begin

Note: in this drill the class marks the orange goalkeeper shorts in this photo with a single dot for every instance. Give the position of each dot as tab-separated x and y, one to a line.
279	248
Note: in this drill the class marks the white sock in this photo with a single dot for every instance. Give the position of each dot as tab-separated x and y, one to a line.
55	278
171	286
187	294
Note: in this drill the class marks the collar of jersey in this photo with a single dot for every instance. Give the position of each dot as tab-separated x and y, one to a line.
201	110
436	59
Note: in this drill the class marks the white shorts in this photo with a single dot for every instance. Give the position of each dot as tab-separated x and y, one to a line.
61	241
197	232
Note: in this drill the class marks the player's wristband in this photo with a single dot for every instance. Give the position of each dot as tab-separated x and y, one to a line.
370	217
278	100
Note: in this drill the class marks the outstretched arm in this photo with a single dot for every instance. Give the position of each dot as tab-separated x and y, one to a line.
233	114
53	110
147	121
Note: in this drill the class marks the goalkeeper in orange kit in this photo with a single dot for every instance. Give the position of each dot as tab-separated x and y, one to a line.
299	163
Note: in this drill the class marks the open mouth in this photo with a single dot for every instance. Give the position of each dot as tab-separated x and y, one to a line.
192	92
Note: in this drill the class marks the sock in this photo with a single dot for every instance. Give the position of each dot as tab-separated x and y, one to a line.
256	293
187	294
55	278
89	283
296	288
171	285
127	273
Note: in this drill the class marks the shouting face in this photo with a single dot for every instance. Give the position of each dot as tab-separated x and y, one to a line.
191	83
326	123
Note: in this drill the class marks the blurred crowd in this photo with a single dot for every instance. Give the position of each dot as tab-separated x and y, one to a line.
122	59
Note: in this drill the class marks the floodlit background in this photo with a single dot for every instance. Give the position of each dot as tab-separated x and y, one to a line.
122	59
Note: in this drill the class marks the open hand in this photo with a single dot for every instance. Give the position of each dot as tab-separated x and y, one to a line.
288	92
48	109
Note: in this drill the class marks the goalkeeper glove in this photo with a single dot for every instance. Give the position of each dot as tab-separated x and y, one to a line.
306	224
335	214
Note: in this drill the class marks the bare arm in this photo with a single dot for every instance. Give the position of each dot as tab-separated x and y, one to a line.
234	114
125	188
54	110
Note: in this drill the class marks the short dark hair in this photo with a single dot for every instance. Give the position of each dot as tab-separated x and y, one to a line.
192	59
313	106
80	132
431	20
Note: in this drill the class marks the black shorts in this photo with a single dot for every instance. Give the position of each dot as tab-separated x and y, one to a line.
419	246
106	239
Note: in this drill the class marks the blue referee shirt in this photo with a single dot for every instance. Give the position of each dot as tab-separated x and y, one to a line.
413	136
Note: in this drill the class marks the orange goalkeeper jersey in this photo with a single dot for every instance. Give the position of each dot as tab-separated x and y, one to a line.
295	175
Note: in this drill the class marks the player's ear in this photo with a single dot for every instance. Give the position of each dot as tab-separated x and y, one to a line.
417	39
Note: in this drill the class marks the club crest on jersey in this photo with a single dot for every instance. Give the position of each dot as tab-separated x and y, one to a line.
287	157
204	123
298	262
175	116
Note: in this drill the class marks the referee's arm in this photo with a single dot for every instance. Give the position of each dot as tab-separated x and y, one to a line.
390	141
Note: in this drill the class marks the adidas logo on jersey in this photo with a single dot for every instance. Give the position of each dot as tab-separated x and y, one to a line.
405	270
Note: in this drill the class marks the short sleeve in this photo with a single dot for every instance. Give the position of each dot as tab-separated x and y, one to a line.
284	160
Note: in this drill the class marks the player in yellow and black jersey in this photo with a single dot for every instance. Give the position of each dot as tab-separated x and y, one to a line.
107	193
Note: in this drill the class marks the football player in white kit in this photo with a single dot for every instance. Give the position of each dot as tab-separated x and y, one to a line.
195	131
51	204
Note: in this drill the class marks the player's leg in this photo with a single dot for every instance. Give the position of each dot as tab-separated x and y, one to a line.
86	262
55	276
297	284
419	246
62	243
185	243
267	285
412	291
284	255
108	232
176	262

end

Request: Extract each line of the material exactly as it stands.

Written solution:
Note: in this drill the class marks the orange goalkeeper shorts in this photo with a single dot for every instance. Give the position of each dot as tab-separated x and y, one to a line.
279	248
Note: in this drill the class marks the white sock in this photo with a single dot for every instance. Give the position of each dot as tab-separated x and y, one to a line.
55	278
171	286
187	294
Note: in this drill the class marks the collar of jersey in this photo with a single dot for every instance. Give the position of each dot as tab-separated x and y, one to a line.
201	110
436	59
Note: in this drill the class marks the white shorts in this photo with a single dot for every instance. Give the position of each dot as tab-separated x and y, one to a line.
61	241
197	232
Note: in this drill the class marks the player's wristband in this photo with a single dot for every instance. Give the position of each dot as tab-separated x and y, one to a line.
370	217
278	100
Note: in this drill the class marks the outstretched arm in this photo with a single dot for every instance. Give the position of each dot as tab-separated x and y, one to a line.
233	114
53	110
147	121
Note: in this drill the class marks the goalkeeper in orange kit in this photo with a single dot for every instance. Give the position of each dot as tab-separated x and y, one to a line.
299	163
Note: in this drill the class marks the open mouth in this photo with a single dot for every instance. Give the position of each dot as tab-separated x and y, one to a line.
192	92
Note: in this drill the class marks the sock in this photo with a single dot for every instance. Give the position of each dot as tab-separated x and y, one to a line.
256	293
187	294
55	278
89	283
296	288
171	285
127	273
Note: in this drill the class marks the shouting face in this photo with a single dot for every instance. Give the position of each dot as tab-separated x and y, one to a line.
191	83
326	123
Note: in this drill the class marks the blurred crowd in this photo with a single dot for every instance. Give the position of each dot as tab-separated x and y, one to a line.
122	59
Note: in this drill the class marks the floodlit background in this photo with a single dot for every instance. Give the position of each dot as tab-separated x and y, one to a line.
122	59
Note: in this drill the class marks the open hand in this photo with a single dot for every instance. Give the position of each dot as tab-separated x and y, one to a line.
288	92
48	109
Note: in this drill the class marks the goalkeeper glove in this photo with a single dot for every instance. Give the position of each dot as tab-separated x and y, one to a line.
306	224
335	214
Note: in this drill the class marks the bare arm in this photo with a single dot for every instance. Give the position of each dot as tab-separated x and y, one to a line.
234	114
125	188
54	110
Note: in this drill the class marks the short dark hair in this photo with a single dot for every instance. Give the position of each dot as tab-separated x and y, one to a line.
192	59
313	106
80	132
431	20
Note: in this drill the class marks the black shorts in this photo with a single dot for every instance. Give the position of each dot as tab-separated x and y, one to a line.
419	246
106	239
Note: in this drill the class marks the blue referee shirt in this photo with a single dot for every instance. Give the position of each dot as tab-separated x and y, one to a line.
413	136
Note: in this drill the class marks the orange goalkeeper jersey in this photo with a single dot for every instance. Give the position of each dot as tab-separated x and y, one to a line.
295	175
Note: in this drill the class marks the player's ear in this photo with a single dot for every instance. Give the position of each dot as tab-separated x and y, one to a line.
417	39
Note: in this drill the class marks the club crest on jersey in this photo with a single dot for every instance. Give the position of each dot as tab-separated x and y, one to a line.
287	157
204	123
298	262
175	116
Note: in this drill the class marks the referee's arm in this photo with a single dot for every instance. Give the position of each dot as tab-separated x and y, one to a line.
390	141
Note: in this drill the class marks the adidas logo on jersey in this photo with a single dot for every instance. Give the position of each dot as tab-separated x and y, one to a line.
405	270
Note: in this drill the class marks the short sleeve in this photo with a single dot for every instance. Give the position of each dot as tab-separated x and y, one to a line.
284	160
Note: in this drill the class marks the player in yellow and black jersey in this photo with a single dot for every instance. Give the position of each dot as tab-separated x and y, one to a line.
107	193
Note: in this drill the class marks the football player in white kit in this photo with a single dot for every instance. Give the position of each dot as tab-separated x and y, one to a line.
195	131
51	204
Note: in this drill the class marks the player's leg in this photo with a single dot for every instance. Give the position of each dot as tab-separated x and y, one to a line.
86	262
55	276
297	284
419	246
62	243
185	243
267	285
412	291
284	255
108	232
176	262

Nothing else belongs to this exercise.